### List of tasks
A. From the text about the drama Ruse of Engagement, set down the passage that opens with the words containing "Ruse of Engagement (;" and closes with "with 25 episodes.", copied word for word.
B. In the text about the drama Ruse of Engagement, rewrite the paragraph that begins "After an encounter with some terrorists" as a short list of its main facts.

Ruse of Engagement (; literally "The Traitor Escapes") is a Hong Kong action crime television drama produced by TVB. Created by Amy Wong, the drama follows two brothers who work as paramilitary officers in the Anti-Terrorist Force (ATF), a fictional intelligence agency inspired by the Counter Terrorism Response Unit of the Hong Kong police force. Ruse of Engagement aired on 17 March to 18 April 2014 on TVB Jade with 25 episodes.

Synopsis
A bright environment does not mean that darkness does not exist, a peaceful society does not mean that danger does not exist. This era needs a vigilant society to be prepared for emergencies and unexpected events. Although natural disasters and violent acts cause people to panic, the scariest is actually people's mind. As such, decisive action must be taken to stop these terrorists from creating trouble in society, including Hong Kong itself.

After an encounter with some terrorists and barely making out of the scene alive, Carson and Alfred, two brothers raised by their widowed mother Tong Shuk-fun, join the ATF together, an agency under the Security Bureau (Hong Kong). Each specialising in a different talent, Carson succeeds in the force's intelligence unit while Alfred joins ATF's operations unit. With both brothers earning the respect and trust of their superior, ACP Steve Shum, Shuk-fun thought that it was finally time for her to retire in peace.

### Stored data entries
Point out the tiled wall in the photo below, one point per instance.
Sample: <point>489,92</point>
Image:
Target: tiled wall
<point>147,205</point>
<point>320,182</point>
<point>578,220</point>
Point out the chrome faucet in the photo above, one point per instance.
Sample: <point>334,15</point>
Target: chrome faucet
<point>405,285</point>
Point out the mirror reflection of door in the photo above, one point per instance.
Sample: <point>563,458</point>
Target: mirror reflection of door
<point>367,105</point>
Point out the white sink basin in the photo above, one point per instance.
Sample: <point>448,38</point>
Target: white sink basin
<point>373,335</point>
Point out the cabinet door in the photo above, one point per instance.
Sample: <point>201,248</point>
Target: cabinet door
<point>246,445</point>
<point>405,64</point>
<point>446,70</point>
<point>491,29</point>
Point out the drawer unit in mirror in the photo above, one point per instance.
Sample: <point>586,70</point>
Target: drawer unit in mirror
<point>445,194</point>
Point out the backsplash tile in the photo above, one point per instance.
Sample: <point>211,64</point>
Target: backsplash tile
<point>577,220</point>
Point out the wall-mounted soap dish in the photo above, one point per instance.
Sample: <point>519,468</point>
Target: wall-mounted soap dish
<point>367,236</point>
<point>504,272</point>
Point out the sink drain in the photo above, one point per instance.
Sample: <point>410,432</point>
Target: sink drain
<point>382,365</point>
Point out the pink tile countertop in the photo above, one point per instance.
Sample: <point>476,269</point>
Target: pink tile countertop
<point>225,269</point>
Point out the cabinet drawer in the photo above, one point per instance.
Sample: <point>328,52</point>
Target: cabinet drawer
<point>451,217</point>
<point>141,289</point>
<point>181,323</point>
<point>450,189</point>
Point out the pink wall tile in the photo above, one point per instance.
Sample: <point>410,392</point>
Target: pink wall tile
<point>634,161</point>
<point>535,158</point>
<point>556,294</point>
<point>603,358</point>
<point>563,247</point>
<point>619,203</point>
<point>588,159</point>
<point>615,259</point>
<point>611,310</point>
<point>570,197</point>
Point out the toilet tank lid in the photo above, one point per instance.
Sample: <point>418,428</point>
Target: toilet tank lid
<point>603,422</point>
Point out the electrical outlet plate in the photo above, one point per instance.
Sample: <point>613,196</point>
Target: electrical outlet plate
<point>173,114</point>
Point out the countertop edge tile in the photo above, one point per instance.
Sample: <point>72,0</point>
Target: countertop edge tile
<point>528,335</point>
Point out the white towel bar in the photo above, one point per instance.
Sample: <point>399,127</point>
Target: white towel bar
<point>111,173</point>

### List of answers
A.
Ruse of Engagement (; literally "The Traitor Escapes") is a Hong Kong action crime television drama produced by TVB. Created by Amy Wong, the drama follows two brothers who work as paramilitary officers in the Anti-Terrorist Force (ATF), a fictional intelligence agency inspired by the Counter Terrorism Response Unit of the Hong Kong police force. Ruse of Engagement aired on 17 March to 18 April 2014 on TVB Jade with 25 episodes.

B.
- Carson and Alfred are brothers raised by their widowed mother, Tong Shuk-fun.
- After an encounter with terrorists that they barely survive, they join the ATF together. The ATF is an agency under the Security Bureau (Hong Kong).
- Carson succeeds in the intelligence unit, and Alfred joins the operations unit.
- Both earn the respect and trust of their superior, ACP Steve Shum.
- Shuk-fun thinks it is finally time for her to retire in peace.